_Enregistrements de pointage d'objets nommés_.
* * * * * * *

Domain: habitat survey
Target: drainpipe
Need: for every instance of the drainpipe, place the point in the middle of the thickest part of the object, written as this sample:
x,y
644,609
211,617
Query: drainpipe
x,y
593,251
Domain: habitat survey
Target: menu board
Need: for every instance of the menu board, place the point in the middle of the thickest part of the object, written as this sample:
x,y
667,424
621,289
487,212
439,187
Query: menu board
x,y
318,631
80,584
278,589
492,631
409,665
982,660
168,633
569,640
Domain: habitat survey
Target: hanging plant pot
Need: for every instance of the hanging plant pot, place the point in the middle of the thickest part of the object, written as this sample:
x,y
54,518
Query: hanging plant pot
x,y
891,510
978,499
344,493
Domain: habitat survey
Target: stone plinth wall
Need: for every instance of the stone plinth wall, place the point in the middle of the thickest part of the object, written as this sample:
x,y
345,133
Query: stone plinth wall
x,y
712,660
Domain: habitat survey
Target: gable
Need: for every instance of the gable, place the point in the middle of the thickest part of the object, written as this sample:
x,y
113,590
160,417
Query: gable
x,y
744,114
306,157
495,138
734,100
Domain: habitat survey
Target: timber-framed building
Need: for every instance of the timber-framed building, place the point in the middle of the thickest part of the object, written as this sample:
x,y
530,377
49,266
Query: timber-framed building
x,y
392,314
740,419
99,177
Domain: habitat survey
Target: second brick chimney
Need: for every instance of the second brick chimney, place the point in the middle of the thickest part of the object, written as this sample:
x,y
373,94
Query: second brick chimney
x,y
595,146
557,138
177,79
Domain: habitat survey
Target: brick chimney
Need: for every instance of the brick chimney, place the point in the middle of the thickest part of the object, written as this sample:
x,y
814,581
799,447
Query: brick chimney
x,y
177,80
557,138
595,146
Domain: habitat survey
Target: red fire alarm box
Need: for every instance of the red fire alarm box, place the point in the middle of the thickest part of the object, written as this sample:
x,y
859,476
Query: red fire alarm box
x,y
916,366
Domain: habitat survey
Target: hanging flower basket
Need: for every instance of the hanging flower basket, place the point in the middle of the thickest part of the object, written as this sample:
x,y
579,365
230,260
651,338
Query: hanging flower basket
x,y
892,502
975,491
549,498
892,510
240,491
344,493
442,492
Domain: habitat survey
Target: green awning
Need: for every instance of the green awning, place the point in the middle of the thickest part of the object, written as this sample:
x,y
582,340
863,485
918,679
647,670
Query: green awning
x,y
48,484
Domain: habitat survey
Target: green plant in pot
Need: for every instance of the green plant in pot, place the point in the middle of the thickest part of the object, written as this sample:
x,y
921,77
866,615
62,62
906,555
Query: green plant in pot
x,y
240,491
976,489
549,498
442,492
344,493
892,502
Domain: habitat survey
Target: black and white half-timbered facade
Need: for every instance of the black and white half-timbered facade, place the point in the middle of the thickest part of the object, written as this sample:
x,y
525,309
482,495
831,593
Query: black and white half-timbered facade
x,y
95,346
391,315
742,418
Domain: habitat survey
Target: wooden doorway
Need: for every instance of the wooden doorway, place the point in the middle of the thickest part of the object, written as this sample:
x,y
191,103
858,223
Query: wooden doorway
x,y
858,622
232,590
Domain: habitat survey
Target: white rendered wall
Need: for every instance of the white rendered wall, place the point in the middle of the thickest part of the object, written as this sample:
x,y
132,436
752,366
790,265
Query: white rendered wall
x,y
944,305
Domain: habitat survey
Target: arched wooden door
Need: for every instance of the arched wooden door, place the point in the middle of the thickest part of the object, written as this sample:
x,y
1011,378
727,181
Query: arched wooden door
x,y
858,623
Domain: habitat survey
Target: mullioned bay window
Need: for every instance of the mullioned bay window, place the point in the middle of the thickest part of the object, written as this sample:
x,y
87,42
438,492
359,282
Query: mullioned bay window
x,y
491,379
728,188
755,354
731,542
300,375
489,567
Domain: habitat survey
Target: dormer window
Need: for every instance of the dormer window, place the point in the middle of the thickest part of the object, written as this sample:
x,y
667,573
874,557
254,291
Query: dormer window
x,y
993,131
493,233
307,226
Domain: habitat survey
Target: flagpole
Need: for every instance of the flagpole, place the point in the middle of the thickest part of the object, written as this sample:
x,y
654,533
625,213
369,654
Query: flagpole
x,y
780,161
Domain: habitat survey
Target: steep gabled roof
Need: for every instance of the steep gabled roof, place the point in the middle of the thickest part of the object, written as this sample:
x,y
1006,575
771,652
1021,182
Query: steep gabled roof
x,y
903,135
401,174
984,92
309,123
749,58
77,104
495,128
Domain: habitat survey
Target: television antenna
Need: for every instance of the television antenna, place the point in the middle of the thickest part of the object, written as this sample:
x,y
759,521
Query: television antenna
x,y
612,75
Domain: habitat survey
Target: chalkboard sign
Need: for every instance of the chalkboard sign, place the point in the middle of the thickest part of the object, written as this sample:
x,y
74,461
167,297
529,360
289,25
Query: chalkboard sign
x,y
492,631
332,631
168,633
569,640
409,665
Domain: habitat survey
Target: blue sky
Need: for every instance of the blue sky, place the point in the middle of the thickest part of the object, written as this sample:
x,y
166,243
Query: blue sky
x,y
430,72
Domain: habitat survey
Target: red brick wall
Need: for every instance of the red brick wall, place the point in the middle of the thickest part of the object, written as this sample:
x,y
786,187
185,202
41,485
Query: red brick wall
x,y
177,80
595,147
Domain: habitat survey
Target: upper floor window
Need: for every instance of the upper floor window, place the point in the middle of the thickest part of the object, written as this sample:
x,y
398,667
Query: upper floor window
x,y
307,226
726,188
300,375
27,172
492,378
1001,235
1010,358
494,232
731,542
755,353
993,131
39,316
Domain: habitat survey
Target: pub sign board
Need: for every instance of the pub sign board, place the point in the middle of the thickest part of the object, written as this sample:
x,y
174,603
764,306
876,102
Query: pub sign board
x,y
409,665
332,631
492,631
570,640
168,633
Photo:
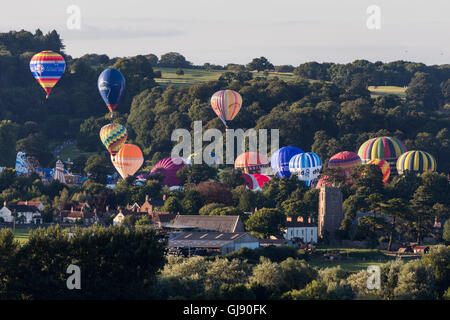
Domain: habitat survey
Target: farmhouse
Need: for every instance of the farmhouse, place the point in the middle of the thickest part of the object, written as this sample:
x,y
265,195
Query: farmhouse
x,y
306,231
20,214
163,219
209,223
214,242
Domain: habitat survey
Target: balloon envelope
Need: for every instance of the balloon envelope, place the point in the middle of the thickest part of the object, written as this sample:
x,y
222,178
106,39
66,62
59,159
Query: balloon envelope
x,y
111,85
169,167
416,161
250,181
47,68
113,136
128,160
385,148
280,160
384,167
226,104
261,179
251,162
306,166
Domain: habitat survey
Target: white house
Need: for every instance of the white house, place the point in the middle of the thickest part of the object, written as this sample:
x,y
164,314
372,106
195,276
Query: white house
x,y
36,204
306,231
24,214
118,219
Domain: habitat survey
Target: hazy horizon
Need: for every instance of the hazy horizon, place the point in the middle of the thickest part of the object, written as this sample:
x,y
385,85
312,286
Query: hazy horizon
x,y
221,32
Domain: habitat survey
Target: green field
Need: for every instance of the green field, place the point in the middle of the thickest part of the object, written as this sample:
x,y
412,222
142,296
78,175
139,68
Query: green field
x,y
73,152
377,91
194,76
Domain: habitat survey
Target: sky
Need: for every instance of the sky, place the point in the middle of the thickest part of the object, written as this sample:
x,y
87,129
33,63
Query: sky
x,y
236,31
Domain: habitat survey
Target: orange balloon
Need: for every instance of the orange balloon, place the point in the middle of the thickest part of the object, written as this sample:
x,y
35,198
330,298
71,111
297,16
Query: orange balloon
x,y
128,160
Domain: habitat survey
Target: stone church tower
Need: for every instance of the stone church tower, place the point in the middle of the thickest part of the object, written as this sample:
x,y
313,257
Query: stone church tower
x,y
330,211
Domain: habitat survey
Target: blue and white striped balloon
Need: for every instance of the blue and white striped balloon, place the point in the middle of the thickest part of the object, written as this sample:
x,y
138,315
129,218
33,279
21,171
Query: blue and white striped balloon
x,y
306,166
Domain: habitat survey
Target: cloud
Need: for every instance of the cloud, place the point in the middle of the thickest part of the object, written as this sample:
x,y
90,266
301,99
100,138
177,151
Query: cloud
x,y
92,32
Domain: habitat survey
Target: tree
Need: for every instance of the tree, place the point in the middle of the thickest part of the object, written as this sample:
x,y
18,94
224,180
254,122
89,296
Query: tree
x,y
315,290
394,208
172,205
267,275
266,222
260,64
296,274
446,234
438,259
96,166
8,138
192,202
415,282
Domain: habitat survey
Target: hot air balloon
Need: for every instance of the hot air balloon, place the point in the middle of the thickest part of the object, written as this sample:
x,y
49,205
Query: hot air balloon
x,y
251,162
306,166
47,68
261,179
323,181
250,181
384,148
280,160
226,104
416,161
111,85
255,181
113,136
58,174
345,160
384,167
169,167
128,160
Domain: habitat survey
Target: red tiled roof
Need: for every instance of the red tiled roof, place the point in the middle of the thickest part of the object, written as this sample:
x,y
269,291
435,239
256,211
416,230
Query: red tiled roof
x,y
298,224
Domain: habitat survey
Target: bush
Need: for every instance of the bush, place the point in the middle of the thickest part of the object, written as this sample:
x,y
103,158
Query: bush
x,y
157,74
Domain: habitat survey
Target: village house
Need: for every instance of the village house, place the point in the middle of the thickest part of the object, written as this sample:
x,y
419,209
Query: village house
x,y
298,228
25,214
228,224
36,204
72,213
121,214
214,242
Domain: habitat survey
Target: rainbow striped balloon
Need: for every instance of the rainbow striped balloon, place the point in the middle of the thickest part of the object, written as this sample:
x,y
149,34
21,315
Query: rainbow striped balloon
x,y
385,148
226,104
384,167
416,161
306,166
47,68
113,136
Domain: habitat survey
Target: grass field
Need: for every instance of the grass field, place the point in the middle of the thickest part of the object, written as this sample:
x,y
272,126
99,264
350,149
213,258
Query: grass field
x,y
347,265
72,152
385,90
194,76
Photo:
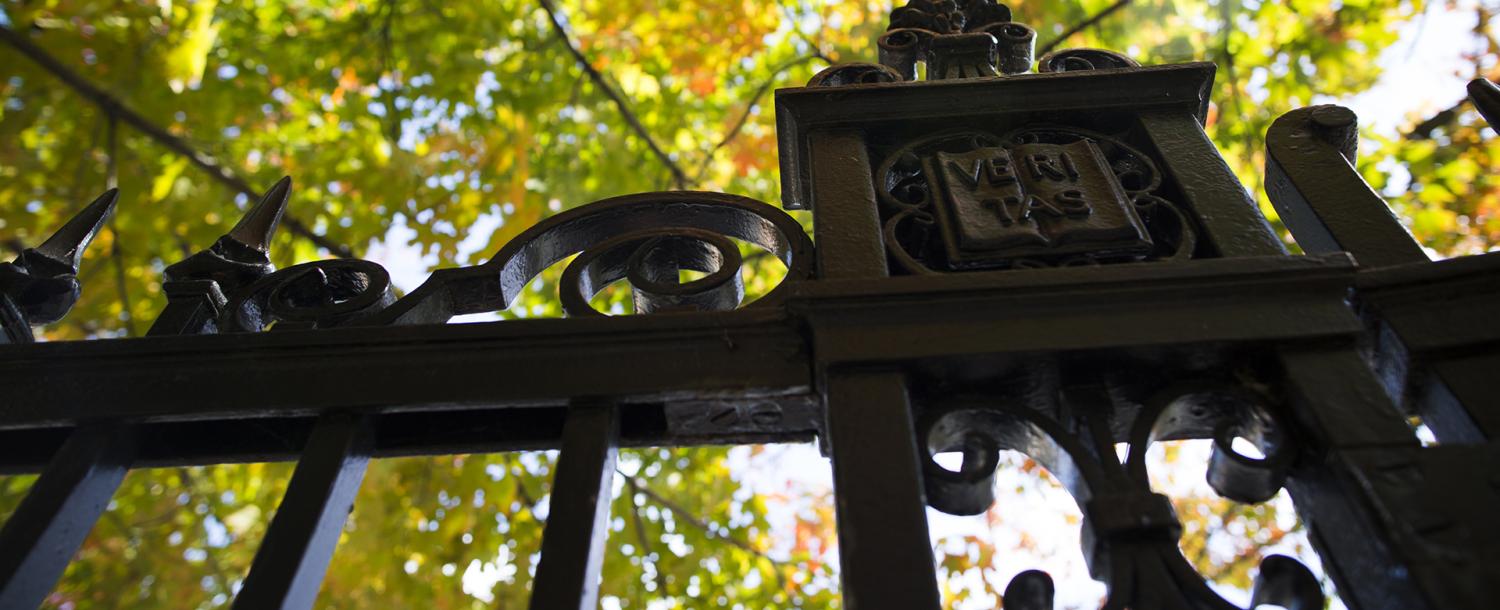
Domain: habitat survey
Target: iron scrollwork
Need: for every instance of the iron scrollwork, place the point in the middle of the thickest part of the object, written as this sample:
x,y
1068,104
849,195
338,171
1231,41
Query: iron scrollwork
x,y
1130,532
644,239
1035,197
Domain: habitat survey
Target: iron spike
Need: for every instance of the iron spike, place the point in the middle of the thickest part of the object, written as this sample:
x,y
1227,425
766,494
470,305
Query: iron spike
x,y
1487,101
257,227
66,246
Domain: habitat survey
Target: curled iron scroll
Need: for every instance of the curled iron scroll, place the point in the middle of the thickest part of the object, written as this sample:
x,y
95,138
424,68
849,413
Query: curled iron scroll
x,y
1083,59
318,294
1130,534
647,239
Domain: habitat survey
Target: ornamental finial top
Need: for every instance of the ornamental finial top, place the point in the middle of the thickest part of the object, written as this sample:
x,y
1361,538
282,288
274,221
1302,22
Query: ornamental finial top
x,y
948,17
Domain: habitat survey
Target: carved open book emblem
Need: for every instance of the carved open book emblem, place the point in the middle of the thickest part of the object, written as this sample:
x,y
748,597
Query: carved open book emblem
x,y
998,204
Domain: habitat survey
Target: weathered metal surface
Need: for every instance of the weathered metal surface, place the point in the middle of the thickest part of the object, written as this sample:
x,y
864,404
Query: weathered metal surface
x,y
1047,263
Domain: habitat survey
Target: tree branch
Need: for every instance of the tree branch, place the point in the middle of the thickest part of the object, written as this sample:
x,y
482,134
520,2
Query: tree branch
x,y
678,176
1439,120
1082,26
117,108
744,117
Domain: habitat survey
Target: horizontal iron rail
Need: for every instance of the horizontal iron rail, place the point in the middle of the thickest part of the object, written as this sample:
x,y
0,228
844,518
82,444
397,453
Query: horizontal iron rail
x,y
504,385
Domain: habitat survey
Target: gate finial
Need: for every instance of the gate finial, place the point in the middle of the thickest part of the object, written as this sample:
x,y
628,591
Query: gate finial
x,y
257,227
240,257
66,246
41,285
957,39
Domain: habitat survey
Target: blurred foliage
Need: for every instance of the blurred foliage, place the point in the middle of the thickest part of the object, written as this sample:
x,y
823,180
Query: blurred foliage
x,y
435,116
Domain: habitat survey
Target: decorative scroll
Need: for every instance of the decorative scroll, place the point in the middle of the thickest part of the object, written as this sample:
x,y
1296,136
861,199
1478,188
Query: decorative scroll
x,y
1085,59
1035,197
41,285
642,239
1130,532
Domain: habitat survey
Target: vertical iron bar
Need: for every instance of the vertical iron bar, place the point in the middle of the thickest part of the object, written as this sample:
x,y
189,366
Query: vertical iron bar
x,y
884,547
848,224
1340,400
573,540
1322,198
60,510
291,561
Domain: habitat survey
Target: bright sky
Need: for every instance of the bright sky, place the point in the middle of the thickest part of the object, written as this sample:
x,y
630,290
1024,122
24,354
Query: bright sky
x,y
1424,72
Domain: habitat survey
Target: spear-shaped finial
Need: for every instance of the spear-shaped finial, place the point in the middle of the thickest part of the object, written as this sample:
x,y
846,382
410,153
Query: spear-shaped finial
x,y
257,227
240,255
1487,101
41,285
68,243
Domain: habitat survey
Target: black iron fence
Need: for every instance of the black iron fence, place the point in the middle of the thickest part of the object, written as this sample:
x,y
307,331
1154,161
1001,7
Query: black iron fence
x,y
1046,263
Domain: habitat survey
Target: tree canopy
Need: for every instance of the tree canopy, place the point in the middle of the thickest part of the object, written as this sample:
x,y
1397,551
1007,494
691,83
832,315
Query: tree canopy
x,y
417,120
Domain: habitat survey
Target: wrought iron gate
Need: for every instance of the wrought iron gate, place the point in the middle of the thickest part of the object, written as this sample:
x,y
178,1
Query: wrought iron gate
x,y
1047,263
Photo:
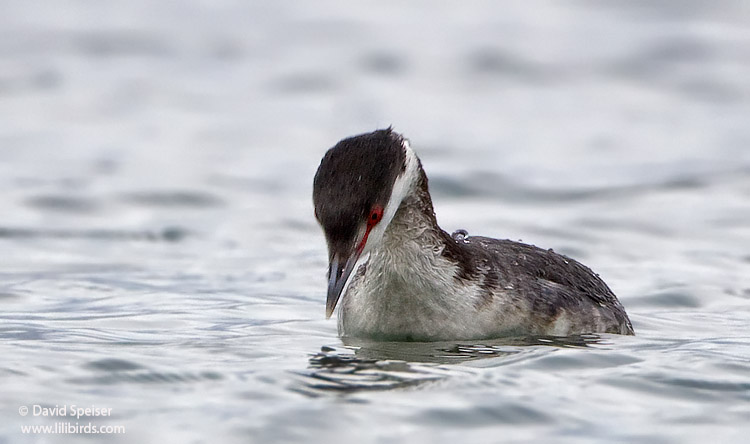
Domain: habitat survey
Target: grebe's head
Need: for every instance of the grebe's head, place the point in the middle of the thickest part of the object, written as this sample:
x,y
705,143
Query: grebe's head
x,y
357,190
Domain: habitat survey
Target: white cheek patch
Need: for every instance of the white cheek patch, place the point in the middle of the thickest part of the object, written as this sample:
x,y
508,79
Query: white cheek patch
x,y
401,188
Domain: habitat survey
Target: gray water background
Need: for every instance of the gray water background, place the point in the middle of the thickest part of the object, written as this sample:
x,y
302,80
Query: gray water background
x,y
159,256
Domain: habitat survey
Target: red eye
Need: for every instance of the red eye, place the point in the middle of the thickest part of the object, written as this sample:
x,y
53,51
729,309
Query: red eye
x,y
375,215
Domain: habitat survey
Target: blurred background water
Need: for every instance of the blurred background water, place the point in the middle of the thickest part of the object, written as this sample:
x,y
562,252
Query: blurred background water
x,y
160,257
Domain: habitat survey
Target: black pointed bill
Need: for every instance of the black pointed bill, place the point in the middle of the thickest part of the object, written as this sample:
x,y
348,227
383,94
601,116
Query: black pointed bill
x,y
338,273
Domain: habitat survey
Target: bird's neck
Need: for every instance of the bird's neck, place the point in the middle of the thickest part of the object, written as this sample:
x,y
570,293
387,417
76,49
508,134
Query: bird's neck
x,y
413,235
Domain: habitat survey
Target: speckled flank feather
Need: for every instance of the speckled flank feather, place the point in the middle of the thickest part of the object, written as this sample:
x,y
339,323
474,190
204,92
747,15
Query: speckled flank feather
x,y
421,284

* * * * * * *

_La consigne_. Relevez toutes les lignes des enregistrements qui contiennent le mot "tiled", en tenant compte de la casse.

_Réponse rédigée_.
Target: red tiled roof
Need: for every instance of the red tiled roof, place the point in the middle of the thickest part of the object, written as this sample:
Query: red tiled roof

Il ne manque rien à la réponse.